#### What this exercise asks
A – Answer these questions about the Portland passage:
(i) How far from the apartment is the Justice Center?
(ii) In which month did the Feds arrive?
(iii) Where is the large rally by Trump supporters planned?
B – Pick up the Portland passage right after its last line and keep writing.

I am a dazed and displaced daughter of Portland. In March, separation from my husband of 20 years was complicated by the arrival of COVID and the consequent lockdown. When I moved to an apartment downtown—a part of Portland that was just beginning to re-open with new social distance practices in place—it was soon complicated by protests.

I watched the disruption from my living room overlooking Pioneer Courthouse Square. I heard and observed the protesters and the clashes at the Justice Center, three blocks away. Night after night of sirens, chants, police in riot gear, flash bangs, helicopters droning overhead, and the occasional whiff of tear gas drifting up through my windows, made it impossible to sleep for a while. In time, I got used to it.

The protests were made worse by the arrival of the Feds in July, setting the city on edge as a surreal tableau unfolded: protesters plucked off the street by unidentified federal law enforcement officials in unmarked minivans. The protests resumed a more predictable trajectory when the Feds withdrew, only to be complicated by the arrival of counter-protesters. Next came the death of Patriot Prayer supporter Aaron “Jay” Danielson in downtown, followed a few days later by the death of his admitted killer, Michael Forest Reinoehl, a military veteran and antifa sympathizer, killed by police in Lacey, Washington.

All this was followed by wildfires, hushing though not extinguishing the nightly protests beneath a toxic shroud. A large rally is planned by Trump supporters this weekend in Delta Park, an area with a sensitive racial history. What else will transpire before we close out a horrific year?

#### Collected material
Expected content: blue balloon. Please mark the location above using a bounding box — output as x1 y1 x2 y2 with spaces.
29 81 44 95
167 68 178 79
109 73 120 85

#### Answers in order
A –
(i) Three blocks away.
(ii) July.
(iii) Delta Park.

B –
Last Friday I left.  My longtime home is temporarily uninhabitable. At my downtown apartment, unbreathable air blankets a plywood-sheathed, barely functioning downtown, with too many houseless people who cannot be safely moved indoors and who now are equally in jeopardy living outdoors. So I write from a hotel room in Park City, Utah, where the air is good but my unease remains. I’m not afraid to live in downtown, to which I will soon return — the danger is grossly overstated — but the relentless unfolding of events is daunting.

In classic Portland style, I’m hearing all the complaints about our current leadership as I read the papers and communicate daily with friends and colleagues. I try to put Portland’s summer of discontent in perspective by taking a broader view. What chance did current office holders have against our decades-long failures to manage natural resources, tackle the root-issues of a troubled police force, and confront the racist history of our city and state?

I have come to realize that we’ve been smugly cocooned in our “keep Portland weird” t-shirts, playing out the caricature of a liberal, caring, progressive city while inequities were ignored. We have been defunding ourselves for years, not only in allocation of resources and poor policy and planning, but in believing that we were vision-keepers of a more humane, enduring, and green community.

But to believe that now means your denial is as thick as the smoke throttling our town.  What now, O Portlanders?

My lived Portland experience has been as a latch-key kid raised by a mentally-disordered single parent in the ‘70s, impoverished college student in the ‘80s, wife to a black husband in the ‘90s, realtor through the Great Recession, and now an editor and writer and consultant. I will speak my truth: we never were who we claimed to be.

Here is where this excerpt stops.